- Short task a
In the interpersonal skills text, what should constructive criticism always be tempered with?

- Selected text
2. Interpersonal Skills
As the name implies, this refers to relationships between people. Another of the so-called people skills, this competency can be broken down into a number of core characteristics such as:
1. Able to communicate – strong leaders can get their message across to people at all levels, from the CEO all the way down to the staff on the factory floor. They say what they mean using specific language that can’t be misinterpreted. They’re also very good at making their expectations known in as clear and simple a way as possible.
2. A good listener – leaders listen so they can understand. They need to be able to take in both sides of an argument and to ensure that every voice gets heard. It’s important that each member of staff feels that their views are being listened to, as this helps keep them engaged and productive.
3. Able to provide feedback – feedback is critical if you want to maintain quality and levels of productivity. Constructive criticism is valuable, but this should always be tempered with positive feedback. Great leaders know the importance of praising staff for what they’re doing well and pointing out the things they could be doing better.
4. Honest and trustworthy – it’s essential for leaders to be honest and transparent with the staff in their care. When they know you’ll always be frank and candid, they’ll realize they can trust what you say. It’s also a good idea to show your trust in your employees by letting them take the reins and not micro-managing them.

- Data to use
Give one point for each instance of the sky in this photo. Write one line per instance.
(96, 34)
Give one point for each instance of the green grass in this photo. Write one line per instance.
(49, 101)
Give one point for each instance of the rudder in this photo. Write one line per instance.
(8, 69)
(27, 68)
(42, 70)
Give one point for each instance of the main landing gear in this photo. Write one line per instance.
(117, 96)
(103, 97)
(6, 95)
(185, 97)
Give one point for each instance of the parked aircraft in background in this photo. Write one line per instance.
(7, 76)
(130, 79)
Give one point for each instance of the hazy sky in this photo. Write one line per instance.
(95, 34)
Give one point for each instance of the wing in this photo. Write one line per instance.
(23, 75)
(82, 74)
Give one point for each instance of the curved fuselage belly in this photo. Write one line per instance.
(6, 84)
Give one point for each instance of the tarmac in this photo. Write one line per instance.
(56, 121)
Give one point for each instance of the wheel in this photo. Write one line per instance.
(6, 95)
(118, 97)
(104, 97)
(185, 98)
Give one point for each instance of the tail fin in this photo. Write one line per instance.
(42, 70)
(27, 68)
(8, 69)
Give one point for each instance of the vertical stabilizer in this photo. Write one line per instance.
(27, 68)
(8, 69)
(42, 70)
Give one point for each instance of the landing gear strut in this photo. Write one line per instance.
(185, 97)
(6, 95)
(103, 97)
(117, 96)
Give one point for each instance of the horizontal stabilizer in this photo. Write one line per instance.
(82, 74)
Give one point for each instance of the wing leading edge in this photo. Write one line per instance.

- Short task b
Reproduce, word for word, the part of the records that opens with the line containing "Give one point for each instance of the curved" and closes with the last line of the records, both ends included.

- Complete answer a
Positive feedback.

- Complete answer b
Give one point for each instance of the curved fuselage belly in this photo. Write one line per instance.
(6, 84)
Give one point for each instance of the tarmac in this photo. Write one line per instance.
(56, 121)
Give one point for each instance of the wheel in this photo. Write one line per instance.
(6, 95)
(118, 97)
(104, 97)
(185, 98)
Give one point for each instance of the tail fin in this photo. Write one line per instance.
(42, 70)
(27, 68)
(8, 69)
Give one point for each instance of the vertical stabilizer in this photo. Write one line per instance.
(27, 68)
(8, 69)
(42, 70)
Give one point for each instance of the landing gear strut in this photo. Write one line per instance.
(185, 97)
(6, 95)
(103, 97)
(117, 96)
Give one point for each instance of the horizontal stabilizer in this photo. Write one line per instance.
(82, 74)
Give one point for each instance of the wing leading edge in this photo. Write one line per instance.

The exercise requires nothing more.